- Text for analysis
········

Castration-resistant prostate cancer (CRPC) and neuroendocrine prostate cancer (NEPC) are major challenges in prostate cancer (PCa) therapy. Activation of the androgen receptor (AR) pathway is the main mechanism underlying CRPC progression. Development of NEPC is also associated with castration resistance, and one of known drivers of NEPC is N-Myc oncoprotein. We have found that the histone demethylase JMJD1A is upregulated in CRPC and NEPC tissues; JMJD1A supports growth of CRPC cells by promoting AR activity and c-Myc levels, while it supports NEPC cell growth by increasing N-Myc levels. However, selective inhibitors of JMJD1A are not yet available. We have identified a new pathway that regulates JMJD1A stability and chromatin recruitment. Our preliminary data shows that JMJD1A is targeted for ubiquitination and consequent degradation by the ubiquitin ligase STUB1, whereas JMJD1A acetylated by acetyltransferase p300 escapes STUB-induced degradation. We observed elevation of JMJD1A acetylation levels in enzalutamide-resistant CRPC cells or in a VCaP CRPC model; higher levels of JMJD1A acetylation were associated with more rapid recurrence of prostate cancer after neoadjuvant hormone therapy, indicating a key role for JMJD1A acetylation in JMJD1A stability and CRPC progression. We have evidence that stability of acetylated JMJD1A requires BET family protein BRD4, which binds acetylated lysine and serves as promising targets for CRPC therapy. Interestingly, targeting JMJD1A acetylation using a p300 inhibitor or a BET inhibitor induces JMJD1A degradation and inhibits CRPC or NEPC cell growth in vitro. We will test the hypothesis that JMJD1A modifications by ubiquitination and acetylation regulate JMJD1A activity and may be targeted as potential CRPC and NEPC therapy.
Aim 1 characterizes biochemical mechanisms of JMJD1A acetylation in regulating JMJD1A recruitment to AR targets via BRD4.
Aim 2 will determine global regulation of AR target genes in CRPC cells upon manipulation of the STUB1-JMJD1A axis or JMJD1A acetylation using RNA-seq and ChIP-seq studies.
Aim 3 will evaluate growth of CRPC or NEPC xenografts following manipulation of the STUB1-JMJD1A axis or JMJD1A acetylation, or following treatment with a p300 inhibitor or a BET inhibitor. Finally, in Aim 4, we will evaluate effect of JMJD1A knockout in the progression and castration sensitivity of PTEN or Hi-Myc PCa models. We will also perform staining for acetylated JMJD1A and STUB1 in a large set of PCa tissue microarrays (TMAs) to evaluate how their expression correlates with JMJD1A levels, various types of prostate cancer and their clinical relevance. In summary, our proposed studies could identify novel mechanisms, targets and strategies useful as potential therapy for CRPC and NEPC.
We propose to characterize a new pathway that regulates JMJD1A function through ubiquitination and acetylation, modifications potentially relevant to AR/MYC activities and prostate cancer progression. Our studies should reveal new strategies to antagonize JMJD1A and concomitantly inhibit AR/MYC activities as potential prostate cancer therapy.

········

- The data
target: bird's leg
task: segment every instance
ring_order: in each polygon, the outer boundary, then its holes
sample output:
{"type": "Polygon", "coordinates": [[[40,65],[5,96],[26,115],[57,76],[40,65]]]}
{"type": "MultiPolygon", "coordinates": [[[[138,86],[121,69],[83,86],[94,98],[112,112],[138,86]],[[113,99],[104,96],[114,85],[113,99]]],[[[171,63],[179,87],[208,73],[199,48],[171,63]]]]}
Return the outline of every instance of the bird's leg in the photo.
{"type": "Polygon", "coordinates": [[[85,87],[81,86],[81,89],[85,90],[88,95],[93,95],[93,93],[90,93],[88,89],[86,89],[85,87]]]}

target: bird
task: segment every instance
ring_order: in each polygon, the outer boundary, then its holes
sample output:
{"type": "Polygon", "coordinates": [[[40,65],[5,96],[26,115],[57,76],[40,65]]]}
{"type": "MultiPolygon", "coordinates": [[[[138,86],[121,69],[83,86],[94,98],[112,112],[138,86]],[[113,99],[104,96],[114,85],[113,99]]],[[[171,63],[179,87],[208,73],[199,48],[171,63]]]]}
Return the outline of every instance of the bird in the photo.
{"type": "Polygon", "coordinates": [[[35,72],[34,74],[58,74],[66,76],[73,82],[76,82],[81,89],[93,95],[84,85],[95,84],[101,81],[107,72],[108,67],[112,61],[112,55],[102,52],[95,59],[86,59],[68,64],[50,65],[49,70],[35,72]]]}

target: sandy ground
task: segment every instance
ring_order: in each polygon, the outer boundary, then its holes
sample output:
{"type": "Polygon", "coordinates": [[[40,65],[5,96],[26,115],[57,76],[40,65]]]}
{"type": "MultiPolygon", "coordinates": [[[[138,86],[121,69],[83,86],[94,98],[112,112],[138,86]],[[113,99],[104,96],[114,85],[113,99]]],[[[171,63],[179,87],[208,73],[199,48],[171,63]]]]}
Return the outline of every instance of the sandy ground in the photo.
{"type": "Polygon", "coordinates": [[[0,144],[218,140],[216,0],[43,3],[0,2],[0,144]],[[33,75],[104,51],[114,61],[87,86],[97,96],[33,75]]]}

········

- Required work
1. From the research summary on JMJD1A in prostate cancer, reproduce word for word the passage starting at "Aim 2 will determine" and ending at "CRPC and NEPC.".
2. Answer these questions from the research summary on JMJD1A in prostate cancer:
(a) Which ubiquitin ligase targets JMJD1A for ubiquitination and degradation?
(b) Which two methods will Aim 2 use?
(c) In Aim 4, which PCa models will be used to test the effect of JMJD1A knockout?

- Answers in order
1.
Aim 2 will determine global regulation of AR target genes in CRPC cells upon manipulation of the STUB1-JMJD1A axis or JMJD1A acetylation using RNA-seq and ChIP-seq studies.
Aim 3 will evaluate growth of CRPC or NEPC xenografts following manipulation of the STUB1-JMJD1A axis or JMJD1A acetylation, or following treatment with a p300 inhibitor or a BET inhibitor. Finally, in Aim 4, we will evaluate effect of JMJD1A knockout in the progression and castration sensitivity of PTEN or Hi-Myc PCa models. We will also perform staining for acetylated JMJD1A and STUB1 in a large set of PCa tissue microarrays (TMAs) to evaluate how their expression correlates with JMJD1A levels, various types of prostate cancer and their clinical relevance. In summary, our proposed studies could identify novel mechanisms, targets and strategies useful as potential therapy for CRPC and NEPC.

2.
(a) STUB1
(b) RNA-seq and ChIP-seq
(c) PTEN or Hi-Myc PCa models